▶ **YOUR GOAL**: Can you update the data from the line with "Task: for the evaluation benchmark, tag each instance of the sky" through the end of the data, replacing "pixel coordinates" with "image coordinates" and leaving everything else unchanged?
● ● ● ●
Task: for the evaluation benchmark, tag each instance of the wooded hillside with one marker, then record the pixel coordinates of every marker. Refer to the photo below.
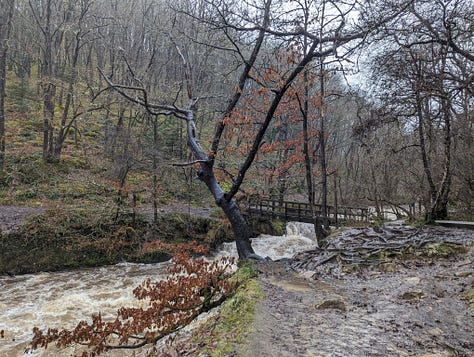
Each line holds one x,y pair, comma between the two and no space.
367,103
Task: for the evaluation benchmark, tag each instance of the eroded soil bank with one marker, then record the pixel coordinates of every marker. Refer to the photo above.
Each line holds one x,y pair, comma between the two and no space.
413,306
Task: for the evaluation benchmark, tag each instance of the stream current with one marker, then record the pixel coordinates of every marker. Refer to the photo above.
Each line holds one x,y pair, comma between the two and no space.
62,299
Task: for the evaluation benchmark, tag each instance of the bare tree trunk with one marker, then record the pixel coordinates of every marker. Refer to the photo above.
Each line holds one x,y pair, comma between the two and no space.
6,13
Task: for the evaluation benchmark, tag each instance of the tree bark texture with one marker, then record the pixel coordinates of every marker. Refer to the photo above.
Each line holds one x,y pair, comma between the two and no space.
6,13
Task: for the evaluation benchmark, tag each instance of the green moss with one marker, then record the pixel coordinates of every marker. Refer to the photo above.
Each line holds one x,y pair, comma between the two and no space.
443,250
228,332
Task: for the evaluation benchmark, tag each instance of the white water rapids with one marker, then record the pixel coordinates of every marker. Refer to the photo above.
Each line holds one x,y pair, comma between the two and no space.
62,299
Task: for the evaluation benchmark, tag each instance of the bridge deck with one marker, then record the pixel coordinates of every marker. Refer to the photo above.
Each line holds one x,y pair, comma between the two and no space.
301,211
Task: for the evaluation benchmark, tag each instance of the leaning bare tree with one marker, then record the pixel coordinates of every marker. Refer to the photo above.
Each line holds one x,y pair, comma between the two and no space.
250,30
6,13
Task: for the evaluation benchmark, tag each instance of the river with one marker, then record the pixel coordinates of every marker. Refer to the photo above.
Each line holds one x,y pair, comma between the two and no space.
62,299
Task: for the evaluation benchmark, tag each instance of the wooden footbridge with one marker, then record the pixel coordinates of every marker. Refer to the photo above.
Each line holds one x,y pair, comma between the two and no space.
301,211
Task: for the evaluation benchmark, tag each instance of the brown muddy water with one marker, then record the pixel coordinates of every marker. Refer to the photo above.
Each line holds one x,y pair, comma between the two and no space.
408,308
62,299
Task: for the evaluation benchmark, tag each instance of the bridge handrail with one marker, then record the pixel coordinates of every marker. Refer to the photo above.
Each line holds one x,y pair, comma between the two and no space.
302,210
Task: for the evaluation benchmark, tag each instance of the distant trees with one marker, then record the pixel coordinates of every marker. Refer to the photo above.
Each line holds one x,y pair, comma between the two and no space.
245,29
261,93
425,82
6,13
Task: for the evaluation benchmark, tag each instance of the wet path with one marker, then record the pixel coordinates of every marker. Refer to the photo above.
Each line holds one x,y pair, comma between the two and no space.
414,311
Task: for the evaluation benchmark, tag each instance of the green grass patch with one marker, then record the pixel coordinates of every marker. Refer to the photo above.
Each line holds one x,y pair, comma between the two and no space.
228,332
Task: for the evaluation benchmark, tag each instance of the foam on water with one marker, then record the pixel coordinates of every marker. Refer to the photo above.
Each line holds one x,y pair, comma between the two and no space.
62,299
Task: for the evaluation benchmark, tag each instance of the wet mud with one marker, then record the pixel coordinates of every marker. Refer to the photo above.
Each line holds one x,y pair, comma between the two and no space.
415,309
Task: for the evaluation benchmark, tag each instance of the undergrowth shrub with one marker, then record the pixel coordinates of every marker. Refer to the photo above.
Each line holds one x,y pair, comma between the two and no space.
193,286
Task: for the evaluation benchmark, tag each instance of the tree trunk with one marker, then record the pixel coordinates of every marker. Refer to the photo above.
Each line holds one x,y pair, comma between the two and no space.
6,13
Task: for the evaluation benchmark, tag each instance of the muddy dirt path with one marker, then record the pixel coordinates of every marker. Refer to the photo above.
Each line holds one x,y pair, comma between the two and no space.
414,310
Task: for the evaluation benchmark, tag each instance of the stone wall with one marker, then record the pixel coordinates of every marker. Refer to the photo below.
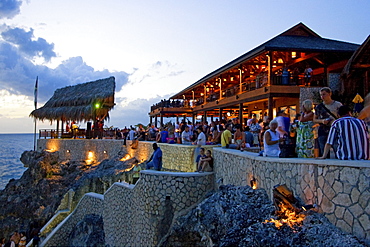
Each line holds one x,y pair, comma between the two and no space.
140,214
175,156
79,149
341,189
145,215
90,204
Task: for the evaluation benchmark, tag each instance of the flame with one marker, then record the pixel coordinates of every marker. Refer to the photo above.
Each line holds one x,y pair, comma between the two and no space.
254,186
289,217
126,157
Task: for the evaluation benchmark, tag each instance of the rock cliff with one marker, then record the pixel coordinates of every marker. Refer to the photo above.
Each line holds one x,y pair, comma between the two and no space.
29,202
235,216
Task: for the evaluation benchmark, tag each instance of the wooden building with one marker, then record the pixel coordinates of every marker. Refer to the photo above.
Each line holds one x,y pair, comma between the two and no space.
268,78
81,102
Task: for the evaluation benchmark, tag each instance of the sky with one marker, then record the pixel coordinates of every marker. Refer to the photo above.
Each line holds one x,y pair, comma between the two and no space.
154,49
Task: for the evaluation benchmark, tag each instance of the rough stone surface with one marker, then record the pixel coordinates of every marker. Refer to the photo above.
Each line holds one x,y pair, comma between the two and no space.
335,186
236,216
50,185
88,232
● ● ● ●
▶ **TASK RESPONSE**:
Task: for the evaluation benchmark, tag each instance of the sky with one marker, then record the image coordinates of every marker. Refer to the photo above.
Each line holds one x,y pair, comma between the two and no space.
154,49
Task: for the evaluation benchmark, tag each instance of the rough stone surface with one marker, then record the image coordinates of every marker. Refer to the photo above.
Each line holds one x,y pair, comma between the two and no space.
335,186
236,216
50,185
88,232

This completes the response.